SOURCE DOCUMENT:
I am a hoarder. I didn't start out life that way. Oh, sure, I've been a packrat since my teens, but that was just my early days: I came by this naturally, having been born into a family of creative, educated, middle class people who passionately collected and saved -- my parents had survived the Great Depression, World War II and the economic boom times that followed.
When my father, the master packrat, died in 1997, my brother and I wonderingly sifted through the many treasures he had squirreled away. "You know," my brother said, "we think we are packrats, but we are really just packrats-in-training." Or so it then seemed.
Sixteen years later, I've graduated, summa cum laude, from Packrat U.
Of course, it helps that I've been through several life traumas in the meantime -- the deaths of my parents, a nephew and several other close relatives, the brutal, bitter end of a mostly good 25-year marriage, my daughter's leaving home for university and adult life, job losses, moves, broken friendships, and so on. With each loss, I've compulsively added things to my life to shore up the holes in my heart. Yeah, I know -- that doesn't make any sense. Mere "stuff" never makes up for human losses.
I've also lost a bit of my mind along the way through these losses -- the part of the brain that can make decisions about what to keep and what to pitch. I often feel overwhelmed by the multitude of decisions I face as a single, aging adult who lives alone.
It is difficult to ask for help. It means stating publicly that I have faults and am imperfect. Maybe I am lazy, sloppy, disorganized. Unfortunately, this is a problem that I have been unable to solve alone. I need help from professionals for the anxiety and depression that fuel this problem. I also need temporary physical help from friends in getting unstuck. (I am hoping to trade labour for help in getting out of neutral and into a higher gear. Are you assertive, organized and patient? Do you need computer coaching, flute lessons, photography services, pet sitting, baby sitting, or just a strong extra set of hands and legs, etc.? I'll trade labour, hour for hour. )

EXCERPTED DATA:
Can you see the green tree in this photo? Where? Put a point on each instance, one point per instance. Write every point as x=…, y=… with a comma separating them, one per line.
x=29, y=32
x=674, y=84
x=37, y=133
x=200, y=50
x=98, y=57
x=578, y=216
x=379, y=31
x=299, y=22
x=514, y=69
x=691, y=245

PROBLEM TO SOLVE:
Write a continuation of the essay about hoarding, starting after its last sentence. The entries have nothing to do with this.

RESPONSE TO THE EXERCISE:
And most importantly, I need the love, forgiveness and support of my dear daughter, who is stuck with me as her mother till death us do part. (I hope that "parting" is a long, long time from now.) I am far from the perfect mom, but I'm all she's got -- and she's all I've got, except for a dear brother who struggles the same tendency to overcollect that I have. He has been through traumas, too.
Hoarding is a difficult illness to cure. Many hoarders are never able to change their deeply ingrained behaviours and beliefs. I am praying for a miracle: God, please reprogram -- brainwash me if necessary -- so that I no longer consume excessively and hold obsessively to things as symbols of my memories of things past.
One of the friends who is trying to help me get unstuck has suggested that I blog about my efforts -- to reinforce my learning and help me change my habits. She is investing her faith in my ability to change. And I deeply appreciate her willingness to give me a chance to show that I can change.
Can I change? I hope so. But I need to learn new ways of thinking and feeling about things and their acquisition. I need help. I am a smart woman, but I make a lot of decisions about buying and discarding with my gut instead of my head. I need reprogramming. It won't be easy.